Source excerpt

-*-

Monday, December 26, 2005

Victims of Avoidance

Travelling light a victim of avoidance saw the sun rise silvering coastal palms. Closing her eyes she drew in the light, illuminating the dark corners of her heart where lurked the bitterness of disappointment at being so let down. He had planned this trip with her, they had pored over maps and made reservations in the mundane dimension while her spirit danced in a dream of expectation.

She had known his feelings were not the same as hers but he had agreed to come with her, had even set tests of togetherness which she thought they had passed, time spent together at weekends and days and evenings, assessing their compatibility before confirming the trip, booking the tickets, telling her friends, even accepting his condition of celibacy - hard though she knew it would be following their many days and nights of intensity and passion but understanding, she thought then, his fear of commitment which he equated with sexual connection.

Her bitter regretting heart grew harder as the sun rose and dipped in the days and nights ongoing as she remembered all their moments, the picture of himself he had sent her signed Lover, the horoscopes he had referred her to, "...after a long period alone the time had come to be in a loving partnership again...", the special connection between their zodiac animals.

She blamed him now, having at first tried to empathise and allow. But that time was enough and done, already! Why should she be so understanding in the face of being so very messed about even when the reason he gave for pulling out - just three days before they were to go - was to avoid messing her about?
"I just feel we're going to fall out big-time" he had whined, adding "I don't want to let you down. I want us to stay friends..."

Her memory disconsolately sauntered backwards over the months, from the moment she suggested going away together, to the moment he had finally agreed, saying, in that moment, he must be the luckiest man in the world that she, whom he had always thought unattainable, really wanted to spend that time with him, to the slow erosion of trust as he seemed to withdraw from her, calling her less often until not at all, until that final moment when he dropped his bombshell. She felt she had coped with that quite well, not letting him hear her distress at his tearful midnight phone call.

-*-

Information supplied
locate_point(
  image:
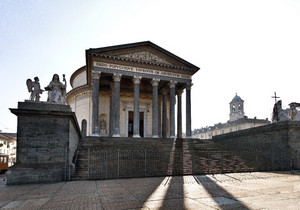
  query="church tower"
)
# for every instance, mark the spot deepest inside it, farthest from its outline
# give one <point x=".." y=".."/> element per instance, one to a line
<point x="236" y="108"/>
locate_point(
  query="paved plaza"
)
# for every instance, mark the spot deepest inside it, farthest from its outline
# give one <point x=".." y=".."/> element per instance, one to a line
<point x="257" y="190"/>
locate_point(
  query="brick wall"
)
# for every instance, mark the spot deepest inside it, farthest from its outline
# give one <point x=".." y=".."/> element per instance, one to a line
<point x="281" y="138"/>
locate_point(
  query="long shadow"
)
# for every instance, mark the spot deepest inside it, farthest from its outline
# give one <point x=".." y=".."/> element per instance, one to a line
<point x="222" y="198"/>
<point x="174" y="198"/>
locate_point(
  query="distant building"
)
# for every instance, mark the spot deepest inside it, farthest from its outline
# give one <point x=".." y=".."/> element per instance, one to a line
<point x="8" y="146"/>
<point x="237" y="121"/>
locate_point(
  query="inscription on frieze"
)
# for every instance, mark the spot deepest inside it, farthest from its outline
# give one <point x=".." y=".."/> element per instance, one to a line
<point x="140" y="70"/>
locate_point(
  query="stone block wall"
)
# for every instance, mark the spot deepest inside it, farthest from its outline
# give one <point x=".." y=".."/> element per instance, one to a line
<point x="47" y="138"/>
<point x="281" y="138"/>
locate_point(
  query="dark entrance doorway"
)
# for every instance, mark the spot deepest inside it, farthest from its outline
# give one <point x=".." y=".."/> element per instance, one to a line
<point x="130" y="124"/>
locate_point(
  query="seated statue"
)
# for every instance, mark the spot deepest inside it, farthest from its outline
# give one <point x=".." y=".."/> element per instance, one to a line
<point x="34" y="88"/>
<point x="56" y="90"/>
<point x="290" y="114"/>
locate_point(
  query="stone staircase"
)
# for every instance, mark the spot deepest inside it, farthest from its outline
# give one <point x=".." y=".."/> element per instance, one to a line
<point x="107" y="158"/>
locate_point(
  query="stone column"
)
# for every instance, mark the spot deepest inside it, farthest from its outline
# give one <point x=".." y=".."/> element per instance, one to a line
<point x="111" y="110"/>
<point x="188" y="111"/>
<point x="136" y="107"/>
<point x="154" y="83"/>
<point x="165" y="122"/>
<point x="172" y="85"/>
<point x="95" y="99"/>
<point x="116" y="105"/>
<point x="179" y="114"/>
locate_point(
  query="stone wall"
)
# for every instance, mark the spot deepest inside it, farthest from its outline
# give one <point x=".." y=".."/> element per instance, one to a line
<point x="281" y="138"/>
<point x="47" y="137"/>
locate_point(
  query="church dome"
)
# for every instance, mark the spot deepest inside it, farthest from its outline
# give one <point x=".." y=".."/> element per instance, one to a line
<point x="236" y="98"/>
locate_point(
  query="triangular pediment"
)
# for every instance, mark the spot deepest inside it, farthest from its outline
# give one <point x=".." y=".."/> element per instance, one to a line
<point x="146" y="56"/>
<point x="145" y="52"/>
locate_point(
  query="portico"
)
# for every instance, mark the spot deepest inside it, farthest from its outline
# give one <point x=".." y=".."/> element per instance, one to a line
<point x="133" y="91"/>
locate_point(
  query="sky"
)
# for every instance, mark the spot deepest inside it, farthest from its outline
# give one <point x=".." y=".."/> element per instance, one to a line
<point x="245" y="47"/>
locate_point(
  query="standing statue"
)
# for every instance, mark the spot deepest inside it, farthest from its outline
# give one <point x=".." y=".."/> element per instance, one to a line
<point x="57" y="90"/>
<point x="290" y="114"/>
<point x="34" y="88"/>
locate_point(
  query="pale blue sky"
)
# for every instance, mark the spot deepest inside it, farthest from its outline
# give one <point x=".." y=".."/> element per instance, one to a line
<point x="251" y="47"/>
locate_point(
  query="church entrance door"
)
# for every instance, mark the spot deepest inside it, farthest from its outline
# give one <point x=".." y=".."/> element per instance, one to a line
<point x="130" y="124"/>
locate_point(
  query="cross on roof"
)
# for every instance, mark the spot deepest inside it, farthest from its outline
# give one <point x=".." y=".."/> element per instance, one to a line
<point x="275" y="97"/>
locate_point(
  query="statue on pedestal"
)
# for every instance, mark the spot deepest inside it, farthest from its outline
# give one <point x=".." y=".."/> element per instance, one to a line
<point x="34" y="88"/>
<point x="57" y="90"/>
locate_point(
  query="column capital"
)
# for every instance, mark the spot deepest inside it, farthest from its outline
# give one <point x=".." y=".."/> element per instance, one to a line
<point x="96" y="74"/>
<point x="117" y="77"/>
<point x="164" y="91"/>
<point x="172" y="84"/>
<point x="188" y="86"/>
<point x="136" y="79"/>
<point x="179" y="92"/>
<point x="155" y="82"/>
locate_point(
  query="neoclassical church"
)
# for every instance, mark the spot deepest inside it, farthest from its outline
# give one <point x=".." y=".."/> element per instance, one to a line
<point x="131" y="90"/>
<point x="237" y="121"/>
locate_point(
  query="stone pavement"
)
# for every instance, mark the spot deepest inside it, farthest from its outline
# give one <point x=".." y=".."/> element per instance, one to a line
<point x="256" y="190"/>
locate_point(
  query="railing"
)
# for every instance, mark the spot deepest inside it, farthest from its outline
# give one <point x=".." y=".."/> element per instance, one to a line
<point x="109" y="164"/>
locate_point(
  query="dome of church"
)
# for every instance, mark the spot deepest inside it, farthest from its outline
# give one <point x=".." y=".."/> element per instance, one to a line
<point x="236" y="98"/>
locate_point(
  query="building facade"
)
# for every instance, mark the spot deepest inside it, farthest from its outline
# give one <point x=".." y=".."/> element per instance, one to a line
<point x="237" y="121"/>
<point x="130" y="91"/>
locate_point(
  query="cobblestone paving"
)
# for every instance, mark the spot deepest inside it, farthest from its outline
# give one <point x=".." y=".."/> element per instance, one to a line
<point x="257" y="190"/>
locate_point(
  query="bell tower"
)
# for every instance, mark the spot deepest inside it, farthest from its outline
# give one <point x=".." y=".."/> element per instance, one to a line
<point x="236" y="108"/>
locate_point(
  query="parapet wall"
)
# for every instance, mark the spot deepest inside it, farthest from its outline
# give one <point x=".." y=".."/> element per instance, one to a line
<point x="282" y="137"/>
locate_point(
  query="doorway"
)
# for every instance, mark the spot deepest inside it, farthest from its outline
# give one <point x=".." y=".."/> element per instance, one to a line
<point x="130" y="124"/>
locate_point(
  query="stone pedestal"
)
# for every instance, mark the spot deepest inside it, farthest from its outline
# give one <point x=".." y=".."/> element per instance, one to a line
<point x="47" y="138"/>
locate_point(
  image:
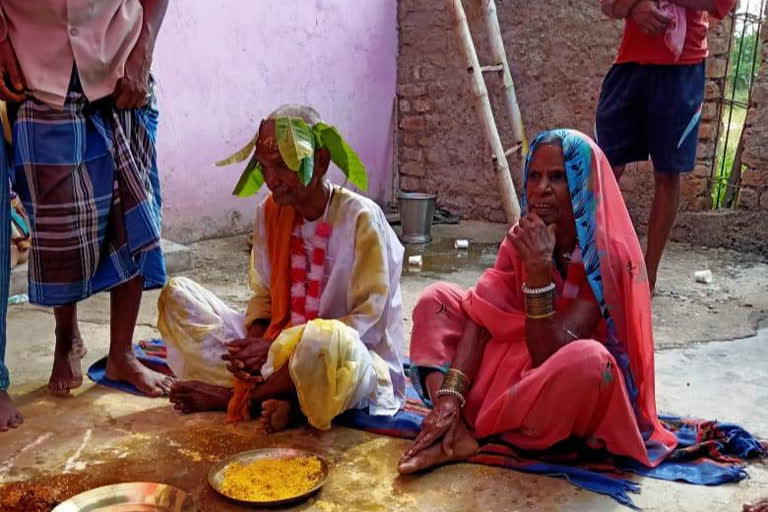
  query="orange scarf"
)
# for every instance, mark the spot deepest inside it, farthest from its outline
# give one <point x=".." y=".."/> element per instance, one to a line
<point x="279" y="226"/>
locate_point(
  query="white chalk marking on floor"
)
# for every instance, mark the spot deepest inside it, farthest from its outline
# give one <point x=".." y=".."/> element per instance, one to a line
<point x="72" y="463"/>
<point x="6" y="466"/>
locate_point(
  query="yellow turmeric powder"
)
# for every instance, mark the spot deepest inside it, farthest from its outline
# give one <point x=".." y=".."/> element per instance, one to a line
<point x="271" y="479"/>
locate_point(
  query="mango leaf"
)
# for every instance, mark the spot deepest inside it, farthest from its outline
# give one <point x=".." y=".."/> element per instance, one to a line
<point x="251" y="180"/>
<point x="294" y="140"/>
<point x="240" y="155"/>
<point x="342" y="155"/>
<point x="306" y="169"/>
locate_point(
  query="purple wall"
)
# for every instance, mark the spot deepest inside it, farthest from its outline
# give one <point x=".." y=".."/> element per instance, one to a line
<point x="222" y="66"/>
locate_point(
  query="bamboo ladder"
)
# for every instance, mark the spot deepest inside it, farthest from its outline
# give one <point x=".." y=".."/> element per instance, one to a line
<point x="482" y="101"/>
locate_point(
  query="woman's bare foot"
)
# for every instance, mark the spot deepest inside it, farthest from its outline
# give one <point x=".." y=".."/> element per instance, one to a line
<point x="194" y="396"/>
<point x="277" y="415"/>
<point x="126" y="368"/>
<point x="10" y="417"/>
<point x="67" y="374"/>
<point x="464" y="446"/>
<point x="760" y="506"/>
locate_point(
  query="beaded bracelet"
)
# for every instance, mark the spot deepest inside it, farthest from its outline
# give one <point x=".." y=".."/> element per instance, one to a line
<point x="538" y="291"/>
<point x="455" y="394"/>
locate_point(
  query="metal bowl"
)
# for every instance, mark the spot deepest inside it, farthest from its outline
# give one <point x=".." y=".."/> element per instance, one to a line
<point x="216" y="475"/>
<point x="130" y="497"/>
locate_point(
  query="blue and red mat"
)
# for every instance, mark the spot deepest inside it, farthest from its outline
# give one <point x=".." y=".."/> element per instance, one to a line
<point x="708" y="452"/>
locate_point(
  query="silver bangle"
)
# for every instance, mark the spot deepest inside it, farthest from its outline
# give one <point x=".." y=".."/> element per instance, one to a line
<point x="451" y="392"/>
<point x="538" y="291"/>
<point x="571" y="334"/>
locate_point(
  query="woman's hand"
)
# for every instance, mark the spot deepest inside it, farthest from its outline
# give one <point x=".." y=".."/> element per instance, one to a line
<point x="535" y="241"/>
<point x="246" y="357"/>
<point x="440" y="423"/>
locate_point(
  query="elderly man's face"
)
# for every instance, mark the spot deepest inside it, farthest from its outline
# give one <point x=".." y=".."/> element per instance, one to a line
<point x="284" y="183"/>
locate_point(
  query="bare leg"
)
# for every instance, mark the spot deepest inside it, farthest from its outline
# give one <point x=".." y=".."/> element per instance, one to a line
<point x="66" y="373"/>
<point x="10" y="417"/>
<point x="122" y="364"/>
<point x="666" y="200"/>
<point x="194" y="396"/>
<point x="618" y="171"/>
<point x="276" y="413"/>
<point x="760" y="506"/>
<point x="464" y="445"/>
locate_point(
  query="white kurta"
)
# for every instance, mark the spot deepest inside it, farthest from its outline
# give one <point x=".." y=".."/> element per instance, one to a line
<point x="361" y="289"/>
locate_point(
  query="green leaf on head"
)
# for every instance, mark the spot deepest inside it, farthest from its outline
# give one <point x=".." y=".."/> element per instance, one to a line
<point x="306" y="169"/>
<point x="251" y="180"/>
<point x="294" y="140"/>
<point x="240" y="155"/>
<point x="342" y="155"/>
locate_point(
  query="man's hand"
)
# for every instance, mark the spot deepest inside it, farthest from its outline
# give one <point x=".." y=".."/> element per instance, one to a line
<point x="649" y="17"/>
<point x="438" y="425"/>
<point x="132" y="90"/>
<point x="10" y="71"/>
<point x="246" y="357"/>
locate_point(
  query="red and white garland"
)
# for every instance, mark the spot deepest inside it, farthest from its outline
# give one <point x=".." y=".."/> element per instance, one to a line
<point x="307" y="286"/>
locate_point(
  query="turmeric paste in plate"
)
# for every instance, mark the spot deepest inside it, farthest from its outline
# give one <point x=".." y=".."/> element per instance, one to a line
<point x="271" y="479"/>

-*-

Return the full "Victims of Avoidance" post above word for word, keeping its date line and title.

Exercise solution
Monday, December 26, 2005

Victims of Avoidance

Travelling light a victim of avoidance saw the sun rise silvering coastal palms. Closing her eyes she drew in the light, illuminating the dark corners of her heart where lurked the bitterness of disappointment at being so let down. He had planned this trip with her, they had pored over maps and made reservations in the mundane dimension while her spirit danced in a dream of expectation.

She had known his feelings were not the same as hers but he had agreed to come with her, had even set tests of togetherness which she thought they had passed, time spent together at weekends and days and evenings, assessing their compatibility before confirming the trip, booking the tickets, telling her friends, even accepting his condition of celibacy - hard though she knew it would be following their many days and nights of intensity and passion but understanding, she thought then, his fear of commitment which he equated with sexual connection.

Her bitter regretting heart grew harder as the sun rose and dipped in the days and nights ongoing as she remembered all their moments, the picture of himself he had sent her signed Lover, the horoscopes he had referred her to, "...after a long period alone the time had come to be in a loving partnership again...", the special connection between their zodiac animals.

She blamed him now, having at first tried to empathise and allow. But that time was enough and done, already! Why should she be so understanding in the face of being so very messed about even when the reason he gave for pulling out - just three days before they were to go - was to avoid messing her about?
"I just feel we're going to fall out big-time" he had whined, adding "I don't want to let you down. I want us to stay friends..."

Her memory disconsolately sauntered backwards over the months, from the moment she suggested going away together, to the moment he had finally agreed, saying, in that moment, he must be the luckiest man in the world that she, whom he had always thought unattainable, really wanted to spend that time with him, to the slow erosion of trust as he seemed to withdraw from her, calling her less often until not at all, until that final moment when he dropped his bombshell. She felt she had coped with that quite well, not letting him hear her distress at his tearful midnight phone call.